### Input data
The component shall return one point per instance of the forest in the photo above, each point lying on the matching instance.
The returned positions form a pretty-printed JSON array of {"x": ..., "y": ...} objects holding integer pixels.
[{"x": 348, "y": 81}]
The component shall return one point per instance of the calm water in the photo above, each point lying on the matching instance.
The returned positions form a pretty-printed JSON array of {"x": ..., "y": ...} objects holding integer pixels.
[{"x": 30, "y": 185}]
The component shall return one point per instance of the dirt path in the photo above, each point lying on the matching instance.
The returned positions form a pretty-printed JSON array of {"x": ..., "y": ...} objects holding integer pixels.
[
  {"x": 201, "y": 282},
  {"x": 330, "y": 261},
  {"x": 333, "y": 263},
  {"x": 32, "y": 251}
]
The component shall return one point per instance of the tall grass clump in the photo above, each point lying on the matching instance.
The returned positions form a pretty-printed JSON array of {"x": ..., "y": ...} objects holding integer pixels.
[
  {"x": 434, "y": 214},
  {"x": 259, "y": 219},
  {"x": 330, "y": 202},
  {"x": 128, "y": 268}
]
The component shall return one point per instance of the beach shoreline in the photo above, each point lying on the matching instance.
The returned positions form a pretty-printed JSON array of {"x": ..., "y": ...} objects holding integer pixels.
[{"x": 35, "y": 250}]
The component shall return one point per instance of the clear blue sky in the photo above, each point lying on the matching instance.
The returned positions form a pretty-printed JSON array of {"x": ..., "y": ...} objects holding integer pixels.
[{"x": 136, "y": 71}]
---
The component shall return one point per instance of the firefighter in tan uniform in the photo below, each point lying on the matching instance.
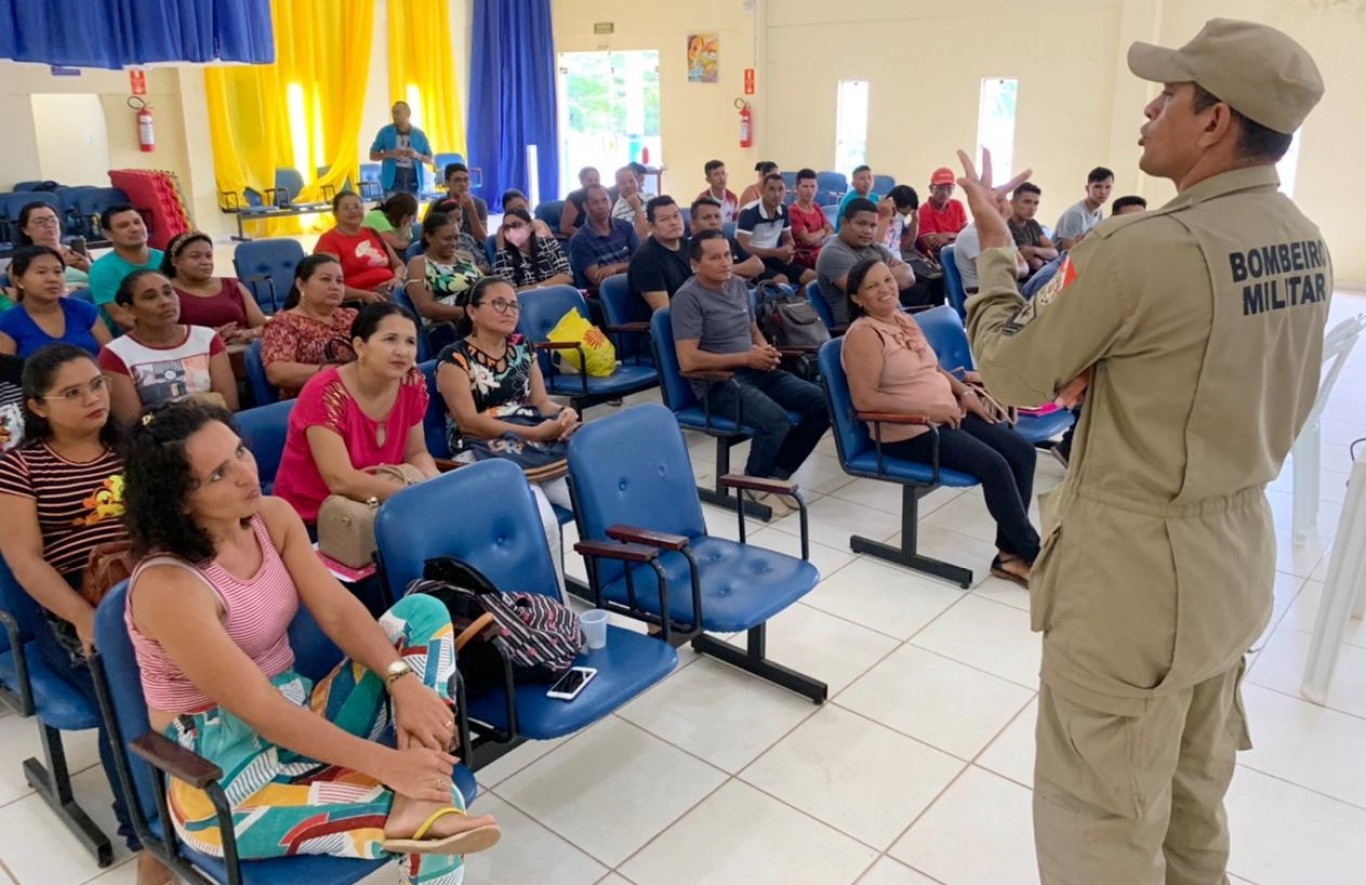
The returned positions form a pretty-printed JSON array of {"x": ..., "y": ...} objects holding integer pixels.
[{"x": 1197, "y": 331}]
==
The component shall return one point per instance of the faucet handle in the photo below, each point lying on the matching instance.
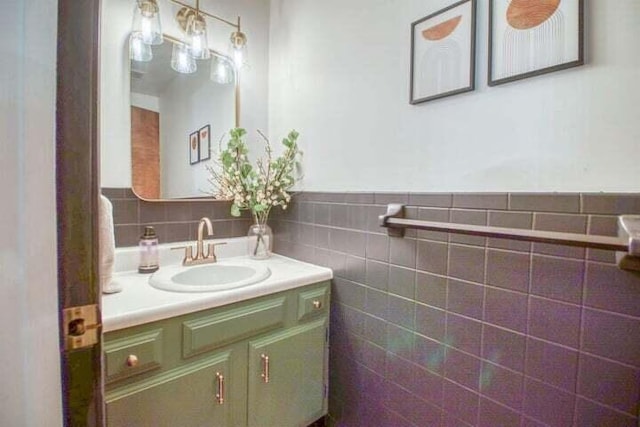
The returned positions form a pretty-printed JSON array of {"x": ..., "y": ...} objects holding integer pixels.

### Problem details
The exact lines of the material above starting at the one that contains "The component shall return one point per instance of the tall" and ending at the one that contains "The component shall return one point per instance of the clear" are what to retype; leave out everything else.

### Written solution
The component shall return one point per instance of the tall grass clump in the photo above, each point lying on the matching instance.
The returned positions form a pretty-printed JSON array of {"x": ..., "y": ...} objects holding integer pixels.
[
  {"x": 434, "y": 214},
  {"x": 259, "y": 219},
  {"x": 330, "y": 202},
  {"x": 128, "y": 268}
]
The component shall return one point per instance of the beach shoreline in the photo above, each point lying on the matching instance.
The returned positions form a pretty-printed JSON array of {"x": ..., "y": ...} objects holding integer pixels.
[{"x": 35, "y": 250}]
The component shall return one point per instance of the clear blue sky in the photo above, each point lying on the matching instance.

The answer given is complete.